▸ EXERCISE REQUIREMENTS:
Substitute "occurrence" for "instance" in the lines running from the line containing "Where can the distant" through the end of the records, leaving everything else unchanged. Reproduce only those lines.

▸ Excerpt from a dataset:
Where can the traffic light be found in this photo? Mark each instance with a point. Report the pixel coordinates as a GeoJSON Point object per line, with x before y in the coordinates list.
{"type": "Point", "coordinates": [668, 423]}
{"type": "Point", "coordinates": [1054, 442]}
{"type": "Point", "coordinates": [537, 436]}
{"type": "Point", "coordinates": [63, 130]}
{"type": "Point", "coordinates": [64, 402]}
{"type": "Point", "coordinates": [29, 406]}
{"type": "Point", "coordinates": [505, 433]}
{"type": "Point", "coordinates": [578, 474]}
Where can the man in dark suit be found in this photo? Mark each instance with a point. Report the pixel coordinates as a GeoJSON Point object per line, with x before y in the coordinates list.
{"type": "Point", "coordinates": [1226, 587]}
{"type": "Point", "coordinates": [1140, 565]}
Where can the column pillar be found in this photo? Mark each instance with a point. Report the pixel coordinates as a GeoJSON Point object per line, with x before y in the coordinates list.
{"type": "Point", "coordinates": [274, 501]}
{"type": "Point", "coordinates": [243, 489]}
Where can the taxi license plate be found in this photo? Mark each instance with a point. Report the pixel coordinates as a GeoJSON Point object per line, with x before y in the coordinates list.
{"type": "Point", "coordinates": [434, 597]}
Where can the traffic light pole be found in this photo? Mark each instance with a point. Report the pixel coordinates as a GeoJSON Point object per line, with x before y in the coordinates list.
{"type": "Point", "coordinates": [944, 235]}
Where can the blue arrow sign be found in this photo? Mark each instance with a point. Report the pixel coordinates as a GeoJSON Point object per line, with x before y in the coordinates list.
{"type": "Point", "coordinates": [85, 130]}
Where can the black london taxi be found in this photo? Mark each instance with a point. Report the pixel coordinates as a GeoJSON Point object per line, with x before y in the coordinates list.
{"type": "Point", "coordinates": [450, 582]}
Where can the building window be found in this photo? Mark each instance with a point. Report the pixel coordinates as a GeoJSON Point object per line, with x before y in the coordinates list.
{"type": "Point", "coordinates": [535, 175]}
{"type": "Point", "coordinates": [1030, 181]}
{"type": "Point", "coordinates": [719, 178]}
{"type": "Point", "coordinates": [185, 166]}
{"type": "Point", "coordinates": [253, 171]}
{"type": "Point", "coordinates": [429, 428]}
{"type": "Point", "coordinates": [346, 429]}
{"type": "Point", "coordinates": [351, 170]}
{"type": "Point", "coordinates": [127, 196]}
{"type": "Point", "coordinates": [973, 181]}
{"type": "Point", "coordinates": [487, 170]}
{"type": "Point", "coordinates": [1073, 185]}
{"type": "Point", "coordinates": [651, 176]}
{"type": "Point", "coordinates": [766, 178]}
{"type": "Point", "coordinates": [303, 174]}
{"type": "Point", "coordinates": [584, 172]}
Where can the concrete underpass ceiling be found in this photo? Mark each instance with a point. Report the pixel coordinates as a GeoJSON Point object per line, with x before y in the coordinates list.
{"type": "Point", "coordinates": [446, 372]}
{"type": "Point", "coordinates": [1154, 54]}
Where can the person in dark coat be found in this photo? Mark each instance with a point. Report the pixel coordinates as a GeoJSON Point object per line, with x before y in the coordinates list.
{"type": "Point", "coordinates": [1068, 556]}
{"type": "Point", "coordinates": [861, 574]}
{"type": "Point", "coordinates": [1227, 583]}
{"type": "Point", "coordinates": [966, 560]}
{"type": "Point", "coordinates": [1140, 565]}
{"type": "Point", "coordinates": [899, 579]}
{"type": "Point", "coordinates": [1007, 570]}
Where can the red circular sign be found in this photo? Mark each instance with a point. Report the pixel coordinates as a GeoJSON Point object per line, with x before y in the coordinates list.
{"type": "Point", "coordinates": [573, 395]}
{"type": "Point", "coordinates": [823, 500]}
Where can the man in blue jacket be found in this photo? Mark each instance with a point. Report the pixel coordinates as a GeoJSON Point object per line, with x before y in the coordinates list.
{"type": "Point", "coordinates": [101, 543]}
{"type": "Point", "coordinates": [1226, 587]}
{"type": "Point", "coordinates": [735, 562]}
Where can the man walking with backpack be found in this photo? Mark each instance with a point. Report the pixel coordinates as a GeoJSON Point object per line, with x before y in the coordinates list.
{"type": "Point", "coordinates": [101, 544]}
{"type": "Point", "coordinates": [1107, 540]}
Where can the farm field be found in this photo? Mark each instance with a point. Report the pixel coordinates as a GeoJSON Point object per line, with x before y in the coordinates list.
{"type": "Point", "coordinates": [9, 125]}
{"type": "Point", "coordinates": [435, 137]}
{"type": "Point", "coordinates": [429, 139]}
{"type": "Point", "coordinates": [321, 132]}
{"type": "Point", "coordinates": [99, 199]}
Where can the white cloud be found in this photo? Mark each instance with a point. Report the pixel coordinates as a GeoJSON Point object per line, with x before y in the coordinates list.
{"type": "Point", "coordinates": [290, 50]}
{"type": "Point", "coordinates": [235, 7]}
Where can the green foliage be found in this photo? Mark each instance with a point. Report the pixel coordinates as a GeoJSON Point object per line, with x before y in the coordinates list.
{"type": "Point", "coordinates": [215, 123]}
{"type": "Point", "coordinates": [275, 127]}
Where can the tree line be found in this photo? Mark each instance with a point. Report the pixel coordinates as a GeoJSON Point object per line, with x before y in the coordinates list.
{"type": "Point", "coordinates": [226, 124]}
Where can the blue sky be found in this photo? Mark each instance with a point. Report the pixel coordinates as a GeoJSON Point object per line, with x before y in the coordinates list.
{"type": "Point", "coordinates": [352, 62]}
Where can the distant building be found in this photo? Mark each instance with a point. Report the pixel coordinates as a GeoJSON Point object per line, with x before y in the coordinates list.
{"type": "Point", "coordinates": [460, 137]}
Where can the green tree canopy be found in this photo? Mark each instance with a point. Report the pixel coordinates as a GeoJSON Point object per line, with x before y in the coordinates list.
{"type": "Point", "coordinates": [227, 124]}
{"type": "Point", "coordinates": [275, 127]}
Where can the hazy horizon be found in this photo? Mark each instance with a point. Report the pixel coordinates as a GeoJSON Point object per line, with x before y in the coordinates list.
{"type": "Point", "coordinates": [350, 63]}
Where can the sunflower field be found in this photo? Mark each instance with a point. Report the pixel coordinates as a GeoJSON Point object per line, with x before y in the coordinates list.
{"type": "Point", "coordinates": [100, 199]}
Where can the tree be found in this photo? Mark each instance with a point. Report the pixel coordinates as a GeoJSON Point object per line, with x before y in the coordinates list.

▸ FULL OUTPUT:
Where can the distant building be found in this photo? Mark each occurrence with a point. Report the pixel coordinates as a GeoJSON Point object per line, with x before y in the coordinates list.
{"type": "Point", "coordinates": [460, 137]}
Where can the green tree canopy be found in this photo? Mark each occurrence with a point. Report the pixel coordinates as a GeoJSON Point object per line, with x before y in the coordinates list.
{"type": "Point", "coordinates": [227, 124]}
{"type": "Point", "coordinates": [275, 127]}
Where can the hazy horizon be found in this photo? Mark each occurrence with a point. Report the pixel coordinates as a GeoJSON Point object per line, with x before y in the coordinates list.
{"type": "Point", "coordinates": [350, 63]}
Where can the sunflower field be found in this photo? Mark each occurrence with a point. Report the pixel coordinates as a GeoJSON Point object per line, with x before y in the coordinates list.
{"type": "Point", "coordinates": [100, 199]}
Where can the tree be found in this photo? Mark each occurrence with a point. Report the pixel coordinates as a GeoJSON Point object per line, with x before y in the coordinates list.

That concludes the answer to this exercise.